Data:

↓↓↓

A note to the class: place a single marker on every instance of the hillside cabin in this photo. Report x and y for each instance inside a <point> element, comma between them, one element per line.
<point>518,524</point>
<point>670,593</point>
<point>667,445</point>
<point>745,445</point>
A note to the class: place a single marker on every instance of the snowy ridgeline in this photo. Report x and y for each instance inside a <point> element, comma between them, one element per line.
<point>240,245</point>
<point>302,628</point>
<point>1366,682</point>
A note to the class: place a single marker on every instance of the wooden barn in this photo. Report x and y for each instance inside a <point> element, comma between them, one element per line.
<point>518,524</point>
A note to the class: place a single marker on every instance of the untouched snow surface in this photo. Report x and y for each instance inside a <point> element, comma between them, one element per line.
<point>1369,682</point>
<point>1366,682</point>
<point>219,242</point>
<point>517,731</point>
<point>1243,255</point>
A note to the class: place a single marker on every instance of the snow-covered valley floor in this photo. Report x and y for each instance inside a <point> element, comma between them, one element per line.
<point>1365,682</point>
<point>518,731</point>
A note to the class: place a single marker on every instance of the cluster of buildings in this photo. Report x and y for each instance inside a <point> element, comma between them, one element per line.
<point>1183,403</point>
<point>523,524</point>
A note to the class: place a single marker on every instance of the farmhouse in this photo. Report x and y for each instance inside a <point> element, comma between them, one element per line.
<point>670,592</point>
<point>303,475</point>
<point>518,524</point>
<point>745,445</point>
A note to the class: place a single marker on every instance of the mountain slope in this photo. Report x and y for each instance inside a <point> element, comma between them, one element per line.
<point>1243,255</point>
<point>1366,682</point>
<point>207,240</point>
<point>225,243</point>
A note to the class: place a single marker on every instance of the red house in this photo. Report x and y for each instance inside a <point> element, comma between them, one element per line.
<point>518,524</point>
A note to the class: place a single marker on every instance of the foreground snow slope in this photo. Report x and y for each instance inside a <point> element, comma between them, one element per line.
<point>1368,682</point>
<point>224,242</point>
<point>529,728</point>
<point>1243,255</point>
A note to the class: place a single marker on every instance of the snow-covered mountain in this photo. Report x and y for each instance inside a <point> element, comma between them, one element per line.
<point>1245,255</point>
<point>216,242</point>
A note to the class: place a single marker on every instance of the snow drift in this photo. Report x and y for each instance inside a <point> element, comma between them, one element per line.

↑↑↑

Task to carry out: Return all the lines above exactly as given.

Reply to the task:
A note to the class: place a single marker on every instance of the hillside cabin in this photo. Report x and y for each instance inside a <point> element, comma between them, one element per line.
<point>518,524</point>
<point>670,593</point>
<point>667,445</point>
<point>745,445</point>
A note to the class: place a single marker on every instance of the snowy ridgeline in this photo. Report x and y for each instance inside a <point> element, comma between them, one element per line.
<point>240,245</point>
<point>302,628</point>
<point>1366,682</point>
A note to the class: place a single marker on every instance of the wooden barn in this photo. Report x and y for each instance inside a <point> element, comma between them, one element per line.
<point>518,524</point>
A note to the class: place a single marker on every instance of the untouched snow surface in this photo. Report x and y for each instance inside a <point> element, comma between them, one element per line.
<point>1369,682</point>
<point>1366,682</point>
<point>219,242</point>
<point>517,731</point>
<point>1243,255</point>
A note to the class: place a single marker on every instance of the snow-covered valley floor in this photo. Report x and y for each instance inside a <point> element, comma between them, one element per line.
<point>1365,682</point>
<point>518,731</point>
A note to the class: place a single marker on every instance of the cluster of buildings in this photo. Report x and y for each instance inside a <point> element, comma between them, one element per line.
<point>1183,403</point>
<point>523,524</point>
A note to the class: place a single marker on every instance of the farmhouse in this photo. Report x and y for each instance inside a <point> element, comma between them, one element per line.
<point>670,592</point>
<point>303,475</point>
<point>518,524</point>
<point>745,445</point>
A note to the class: place a single marker on every instance of the mountain slope in this photo. Report x and y for each instance inside a <point> element, comma between them, one element per line.
<point>1243,255</point>
<point>1366,682</point>
<point>207,240</point>
<point>225,243</point>
A note to the class: place a single marker on every instance of the red house in this photo. Report x and y for each instance inside a <point> element, comma between them, one element per line.
<point>518,524</point>
A note to the class: place a single marker on every instance of the foreground snow slope in this photo. Report x and y for each instance inside a <point> element, comma between them, one element per line.
<point>1368,682</point>
<point>224,242</point>
<point>529,728</point>
<point>1243,255</point>
A note to the class: place a single marker on every instance of the snow-covered mountain in this photo. Report x and y for each instance inside a <point> element, comma between them, one element per line.
<point>1245,255</point>
<point>216,242</point>
A note to the class: place a single marker on every instance of the snow drift in this photo. Report x and y for each instance inside a <point> element, comma between them, one element per line.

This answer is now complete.